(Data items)
________________________________________
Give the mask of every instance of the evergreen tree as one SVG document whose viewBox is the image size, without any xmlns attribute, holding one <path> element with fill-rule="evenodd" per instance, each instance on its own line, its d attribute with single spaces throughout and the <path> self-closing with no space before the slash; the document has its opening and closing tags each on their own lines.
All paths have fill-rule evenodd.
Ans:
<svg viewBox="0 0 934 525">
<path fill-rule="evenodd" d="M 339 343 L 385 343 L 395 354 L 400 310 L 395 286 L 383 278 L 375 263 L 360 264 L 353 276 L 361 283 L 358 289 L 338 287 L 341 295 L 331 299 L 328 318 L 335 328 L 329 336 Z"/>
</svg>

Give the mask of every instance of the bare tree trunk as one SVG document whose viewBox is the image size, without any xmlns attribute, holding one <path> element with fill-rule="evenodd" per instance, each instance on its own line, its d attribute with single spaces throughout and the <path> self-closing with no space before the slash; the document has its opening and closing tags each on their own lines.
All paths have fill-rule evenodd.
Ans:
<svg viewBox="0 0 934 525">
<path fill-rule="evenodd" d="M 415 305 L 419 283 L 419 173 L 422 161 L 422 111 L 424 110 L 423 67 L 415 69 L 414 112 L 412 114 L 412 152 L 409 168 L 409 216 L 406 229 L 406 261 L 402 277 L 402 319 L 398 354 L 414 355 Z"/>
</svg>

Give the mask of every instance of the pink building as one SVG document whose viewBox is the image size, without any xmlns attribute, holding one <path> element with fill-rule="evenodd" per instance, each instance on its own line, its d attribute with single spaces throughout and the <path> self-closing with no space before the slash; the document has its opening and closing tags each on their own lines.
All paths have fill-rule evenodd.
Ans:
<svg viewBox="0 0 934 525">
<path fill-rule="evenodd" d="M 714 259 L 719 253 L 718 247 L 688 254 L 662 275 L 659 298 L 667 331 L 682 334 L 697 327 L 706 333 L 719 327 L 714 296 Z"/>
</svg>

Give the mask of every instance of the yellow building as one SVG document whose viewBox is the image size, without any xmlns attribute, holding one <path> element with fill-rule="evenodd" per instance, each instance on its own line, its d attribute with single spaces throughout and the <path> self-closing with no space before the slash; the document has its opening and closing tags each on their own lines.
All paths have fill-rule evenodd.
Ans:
________________________________________
- What the task requires -
Please edit the records above so that "All paths have" becomes "Every path has" wherever it occurs, keeping everything else unchanged.

- In response -
Give the mask of every instance of the evergreen tree as one SVG document whose viewBox is the image size, without any xmlns attribute, holding one <path> element with fill-rule="evenodd" per instance, each instance on its own line, its d attribute with single spaces throughout and the <path> self-closing with no space before the slash; the document has its opening and closing tags each on their own lines.
Every path has fill-rule evenodd.
Ans:
<svg viewBox="0 0 934 525">
<path fill-rule="evenodd" d="M 339 343 L 385 343 L 395 354 L 400 310 L 395 286 L 383 278 L 375 263 L 360 264 L 353 276 L 361 283 L 358 289 L 338 287 L 341 295 L 331 299 L 328 318 L 335 328 L 329 336 Z"/>
</svg>

Give the mask of every instance of the bare tree trunk as one SVG document whose viewBox is the image size, without any xmlns attribute, holding one <path> element with fill-rule="evenodd" per instance, each instance on its own line, its d attribute with single spaces throughout and the <path> self-closing with no space before the slash; the document has its opening and closing tags each on their own lines.
Every path has fill-rule evenodd.
Ans:
<svg viewBox="0 0 934 525">
<path fill-rule="evenodd" d="M 415 305 L 419 283 L 419 173 L 422 161 L 422 111 L 424 110 L 423 67 L 415 69 L 414 112 L 412 114 L 412 152 L 409 168 L 409 216 L 406 229 L 406 261 L 402 277 L 402 319 L 398 354 L 414 355 Z"/>
</svg>

Give the mask of every instance of the pink building as one SVG document whose viewBox is the image size, without any xmlns attribute, holding one <path> element with fill-rule="evenodd" per instance, each instance on its own line, its d attribute with single spaces throughout and the <path> self-closing with no space before the slash; the document has its opening and closing tags each on their own lines.
Every path has fill-rule evenodd.
Ans:
<svg viewBox="0 0 934 525">
<path fill-rule="evenodd" d="M 714 259 L 719 253 L 718 247 L 688 254 L 662 275 L 659 298 L 667 331 L 682 334 L 697 327 L 706 333 L 719 327 L 714 296 Z"/>
</svg>

Give the mask of every instance of the yellow building as one SVG document whose viewBox is the image size, without any xmlns attribute, holding one <path> element with fill-rule="evenodd" per instance, each instance on its own line, its d attribute with single spaces throughout and the <path> self-closing with no space before the slash; the document has its opening and closing tags each on their own lines.
Every path has fill-rule evenodd.
Ans:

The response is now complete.